Tarefa proposta 1:
Com base no trecho sobre empacotamento de partículas, responda:
(a) Qual modelo teórico é o preferido para a otimização prática da distribuição granulométrica?
(b) Que nome a Elkem ASA Materials deu ao seu programa de cálculo?
(c) Qual é o objetivo do estudo de misturas de diferentes componentes?

Trecho do documento:
Para a otimização prática da distribuição granulométrica para maximizar a densidade de empacotamento [4], o modelo teórico preferido, por ser de aplicação mais simples e conduzir a resultados quase idênticos (mais eficiente, portanto) é o modelo de Andreasen, seguido do modelo de Alfred. Carniglia et al. [1] afirmam mesmo que a equação de Alfred é demasiado trabalhosa e "não há provas consistentes de que permita obter densidades de empacotamento mais elevadas que a equação de Andreasen". O modelo de Furnas é o que gera piores resultados (menos eficiente).

Recentemente, a Elkem ASA Materials [8] desenvolveu um programa de cálculo baseado nos modelos de Andreasen e de Alfred (o programa permite escolher um dos dois), a que chamou "Lisa", para a otimização das distribuições granulométricas de concretos refratários autoescoantes. Partindo das características dos pós em cada fração granulométrica disponível, o programa calcula a quantidade necessária de cada classe de partículas para se produzir uma mistura com um determinado módulo de distribuição. Utilizando um processo de convergência gráfica entre os pontos de sucessivas curvas de distribuição e a reta cujo declive é o módulo pretendido, obtém-se a melhor proporção das diferentes classes componentes da mistura e a correspondente curva final de distribuição [9].

Análise Estatística

A metodologia das superfícies de resposta e experiências com misturas [10-11] é um conjunto de técnicas estatísticas e matemáticas com importantes aplicações não só na criação, desenvolvimento e formulação de novos produtos, como também na otimização e melhoramento de produtos já existentes [12-18]. O estudo de misturas de diferentes componentes tem por objetivo encontrar um produto composto cujas características sejam superiores às características individuais de cada um dos componentes isoladamente.

Registros armazenados:
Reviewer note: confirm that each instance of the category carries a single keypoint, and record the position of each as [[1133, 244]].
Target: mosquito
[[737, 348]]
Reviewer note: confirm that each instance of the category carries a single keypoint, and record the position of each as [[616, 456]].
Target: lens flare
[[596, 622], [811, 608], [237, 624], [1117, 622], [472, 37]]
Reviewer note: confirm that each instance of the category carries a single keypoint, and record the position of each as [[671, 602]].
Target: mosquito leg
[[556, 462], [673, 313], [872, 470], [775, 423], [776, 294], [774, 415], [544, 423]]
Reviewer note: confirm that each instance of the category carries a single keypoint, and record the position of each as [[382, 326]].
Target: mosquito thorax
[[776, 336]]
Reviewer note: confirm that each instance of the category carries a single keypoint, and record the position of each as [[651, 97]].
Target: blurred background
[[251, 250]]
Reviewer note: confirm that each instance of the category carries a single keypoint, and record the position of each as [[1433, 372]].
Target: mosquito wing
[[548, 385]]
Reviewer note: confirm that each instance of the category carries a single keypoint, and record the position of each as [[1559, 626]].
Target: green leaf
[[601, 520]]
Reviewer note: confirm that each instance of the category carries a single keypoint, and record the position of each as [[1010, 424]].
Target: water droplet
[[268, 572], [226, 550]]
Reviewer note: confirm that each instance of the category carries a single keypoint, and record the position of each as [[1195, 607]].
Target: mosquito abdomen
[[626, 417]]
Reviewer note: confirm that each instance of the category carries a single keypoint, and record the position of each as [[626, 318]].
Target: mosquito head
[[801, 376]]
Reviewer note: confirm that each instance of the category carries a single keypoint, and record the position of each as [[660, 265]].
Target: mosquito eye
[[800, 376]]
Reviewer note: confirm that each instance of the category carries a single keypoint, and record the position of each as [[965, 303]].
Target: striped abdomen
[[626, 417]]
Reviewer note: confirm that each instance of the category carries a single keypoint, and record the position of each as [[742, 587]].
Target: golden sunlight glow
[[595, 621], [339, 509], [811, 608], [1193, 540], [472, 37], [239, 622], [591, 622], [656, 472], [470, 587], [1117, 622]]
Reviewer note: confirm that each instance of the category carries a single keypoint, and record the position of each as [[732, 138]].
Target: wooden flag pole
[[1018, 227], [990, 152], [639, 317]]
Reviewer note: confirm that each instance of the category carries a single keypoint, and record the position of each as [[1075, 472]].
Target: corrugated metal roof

Tarefa proposta 2:
Coloque em uma lista numerada o trecho da listagem que vai da linha que contém "as [[1075, 472]]." até o fim da listagem, com as duas extremidades incluídas. Omita as linhas em branco.

Resposta correta 1:
(a) O modelo de Andreasen.
(b) "Lisa".
(c) Encontrar um produto composto cujas características sejam superiores às características individuais de cada um dos componentes isoladamente.

Resposta correta 2:
1. Reviewer note: confirm that each instance of the category carries a single keypoint, and record the position of each as [[1075, 472]].
2. Target: corrugated metal roof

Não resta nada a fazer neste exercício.